Instrução A
Seleciona todas as linhas dos registos que contêm a palavra “roof”, tendo em conta a distinção entre maiúsculas e minúsculas.

Secção do texto
===============

Conheci o Heliodoro Baptista em 1987, numa das suas raras vindas a Maputo, à época, e tornámo-nos amigos imediatamente. Recordo-me de, numa ocasião, no jardim Tunduru, meses antes de ele dar à estampa o seu primeiro livro Por Cima de Toda a Folha, me ter dado a conhecer o seu original. Estranhei que o livro não tivesse aquele que eu considerava o seu mais belo e pungente poema até à data – “Poema à Filha de Thandi” – que era e é um poema arrebatador. Felizmente, o Heliodoro ainda foi a tempo de incluí-lo no livro. Na verdade, ele pensava que o mesmo deveria fazer parte de um livro posterior. Por Cima de Toda a Folha foi editado em 1987, e o livro seguinte – A Filha de Thandi – seria publicado em 1991.

O Heliodoro era um poeta da linhagem dos poetas que se revêem numa poesia como forma de conhecimento, numa poesia eclética. Releva daí o facto de a discussão que se despoletou sobre a questão da intertextualidade, naqueles anos, não ser de todo, em relação a ele, alheia. A poesia de Heliodoro é uma poesia que nos interpela, que nos confronta, que nos defronta, que nos inquieta. Mas também uma poesia que dialoga com a melhor poesia e com os poetas que ele reputava.

Quando me encontrei, em Junho de 1988, em Lisboa, com o meu mestre Baptista-Bastos, levava-lhe o livro do Heliodoro. Numa carta (naquele tempo nós correspondíamo-nos através de missivas) que ele me redigiu a agradecer os livros que lhe oferecera, considera o Heliodoro um grande poeta. Dei boa nota dessa opinião do Baptista-Bastos ao Heliodoro e sei que ele ficou muito feliz com tal reconhecimento. A despeito do quilate da sua poesia, quando publica o seu livro de estreia, que era a súmula de 14 anos de escrita, Heliodoro Baptista estava marginalizado.

Heliodoro Baptista: “Eu penso que o livro, de facto, talvez me tenha retirado definitivamente de uma certa marginalidade, orquestrada pelo Poder.” O poder, que fora aliás tema de muitos dos seus poemas, entre os quais o emblemático “As outras mãos”, um dos seus mais belos textos: “As mãos do poder, meu amor, /são mãos humanas”, começa assim o poema que tem como epígrafe uma citação de “O Estaleiro”, de Juan Carlos Onetti, um escritor uruguaio, um dos maiores prosadores em castelhano do século XX: “É estranho que aqui ninguém soubesse mesmo de nada!”

===============

Registos extraídos

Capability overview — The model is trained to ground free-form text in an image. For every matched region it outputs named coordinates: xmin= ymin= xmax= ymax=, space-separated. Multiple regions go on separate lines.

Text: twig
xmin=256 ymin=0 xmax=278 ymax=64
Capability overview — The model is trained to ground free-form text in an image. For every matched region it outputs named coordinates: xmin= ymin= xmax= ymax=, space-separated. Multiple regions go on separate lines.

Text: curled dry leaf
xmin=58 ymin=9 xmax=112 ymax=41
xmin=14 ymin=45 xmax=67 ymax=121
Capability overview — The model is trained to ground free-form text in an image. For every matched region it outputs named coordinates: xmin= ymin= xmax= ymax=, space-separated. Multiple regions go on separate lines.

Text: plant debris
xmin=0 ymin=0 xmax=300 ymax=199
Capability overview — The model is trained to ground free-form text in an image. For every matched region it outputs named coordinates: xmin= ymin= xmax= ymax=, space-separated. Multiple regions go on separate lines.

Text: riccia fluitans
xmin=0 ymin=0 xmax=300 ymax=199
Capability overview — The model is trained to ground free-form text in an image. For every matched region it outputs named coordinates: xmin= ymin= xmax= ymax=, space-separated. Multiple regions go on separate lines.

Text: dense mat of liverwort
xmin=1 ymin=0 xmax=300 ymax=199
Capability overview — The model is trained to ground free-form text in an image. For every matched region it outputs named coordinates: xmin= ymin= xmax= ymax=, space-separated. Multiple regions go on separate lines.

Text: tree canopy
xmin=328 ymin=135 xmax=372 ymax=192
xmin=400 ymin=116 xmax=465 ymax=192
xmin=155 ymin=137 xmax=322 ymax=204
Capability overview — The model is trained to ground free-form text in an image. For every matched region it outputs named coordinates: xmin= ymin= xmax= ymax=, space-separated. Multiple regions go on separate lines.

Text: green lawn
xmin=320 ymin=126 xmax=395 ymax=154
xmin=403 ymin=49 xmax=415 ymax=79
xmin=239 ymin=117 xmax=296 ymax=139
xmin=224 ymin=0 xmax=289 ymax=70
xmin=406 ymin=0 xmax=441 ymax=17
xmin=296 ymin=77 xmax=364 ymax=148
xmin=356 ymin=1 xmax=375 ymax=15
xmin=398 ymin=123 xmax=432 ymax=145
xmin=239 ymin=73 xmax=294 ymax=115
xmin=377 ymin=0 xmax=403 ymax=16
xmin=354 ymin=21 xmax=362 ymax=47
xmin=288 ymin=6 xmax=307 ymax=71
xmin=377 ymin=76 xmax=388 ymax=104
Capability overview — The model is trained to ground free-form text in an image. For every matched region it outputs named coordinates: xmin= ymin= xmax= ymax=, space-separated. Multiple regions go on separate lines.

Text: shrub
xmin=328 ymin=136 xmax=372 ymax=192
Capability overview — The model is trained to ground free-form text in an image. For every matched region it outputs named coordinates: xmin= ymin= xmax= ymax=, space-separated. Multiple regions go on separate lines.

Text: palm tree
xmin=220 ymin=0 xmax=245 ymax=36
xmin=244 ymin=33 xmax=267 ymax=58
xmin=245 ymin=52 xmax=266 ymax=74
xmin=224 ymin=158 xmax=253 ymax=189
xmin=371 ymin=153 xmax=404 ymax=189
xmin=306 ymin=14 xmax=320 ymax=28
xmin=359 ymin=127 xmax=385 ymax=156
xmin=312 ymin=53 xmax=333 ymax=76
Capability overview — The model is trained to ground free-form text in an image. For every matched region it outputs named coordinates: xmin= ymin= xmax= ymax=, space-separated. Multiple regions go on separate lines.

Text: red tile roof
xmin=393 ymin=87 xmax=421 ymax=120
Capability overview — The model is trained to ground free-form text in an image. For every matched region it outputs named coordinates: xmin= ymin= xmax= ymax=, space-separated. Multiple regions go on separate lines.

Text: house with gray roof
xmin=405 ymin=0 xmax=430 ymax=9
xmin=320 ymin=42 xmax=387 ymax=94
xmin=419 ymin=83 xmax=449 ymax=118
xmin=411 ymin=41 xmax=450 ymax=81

===============

Instrução B
Enumera todos os títulos de obras (livros, poemas ou romances) mencionados no texto sobre Heliodoro Baptista.

Resposta completa A
Text: red tile roof
Text: house with gray roof

Resposta completa B
- Por Cima de Toda a Folha
- Poema à Filha de Thandi
- A Filha de Thandi
- As outras mãos
- O Estaleiro